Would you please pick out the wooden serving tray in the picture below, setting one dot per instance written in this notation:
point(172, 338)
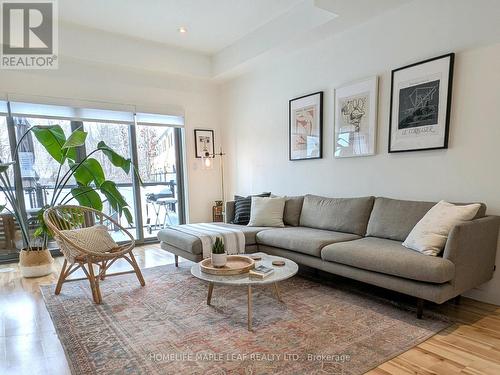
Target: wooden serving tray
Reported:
point(236, 265)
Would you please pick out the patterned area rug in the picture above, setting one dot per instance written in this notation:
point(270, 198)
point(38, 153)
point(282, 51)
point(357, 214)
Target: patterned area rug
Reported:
point(167, 328)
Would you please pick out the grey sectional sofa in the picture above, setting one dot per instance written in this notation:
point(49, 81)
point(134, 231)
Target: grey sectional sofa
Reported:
point(361, 238)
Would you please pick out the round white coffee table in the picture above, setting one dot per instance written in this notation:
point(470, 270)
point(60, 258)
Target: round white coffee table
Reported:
point(280, 273)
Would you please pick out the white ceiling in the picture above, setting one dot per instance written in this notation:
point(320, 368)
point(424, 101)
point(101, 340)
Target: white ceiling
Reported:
point(212, 24)
point(224, 38)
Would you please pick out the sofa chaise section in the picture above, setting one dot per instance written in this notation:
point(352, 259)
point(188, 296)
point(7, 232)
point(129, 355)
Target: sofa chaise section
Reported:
point(189, 247)
point(361, 238)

━━━

## Problem to work on
Give exactly the lines from the one with "Would you please pick out the patterned" to the end of the entries, nothing before them.

## Final result
Would you please pick out the patterned area rug in the picture above, setting one dot per instance written in this notation:
point(270, 198)
point(38, 153)
point(282, 51)
point(357, 214)
Target: patterned area rug
Reported:
point(167, 328)
Would you please pick out the grey sectional sofa in the picture above, setting one dot per instance written in this notation:
point(49, 81)
point(134, 231)
Target: grey sectional sofa
Reported:
point(361, 238)
Would you please pick out the round white coffee table in the picture above, setting one dot per instance written in this notation:
point(470, 270)
point(60, 258)
Target: round white coffee table
Reported:
point(280, 273)
Would you please pick out the white ceiling in the picture above, setting one dot per instance written in this notation:
point(320, 368)
point(424, 101)
point(101, 340)
Target: white ceiling
Reported:
point(212, 24)
point(224, 38)
Would you please pick out the sofa chaise section in the picture above, setting one dot per instance written in this notation:
point(352, 259)
point(188, 296)
point(7, 232)
point(129, 355)
Target: sofa chaise section
Reported:
point(189, 247)
point(361, 238)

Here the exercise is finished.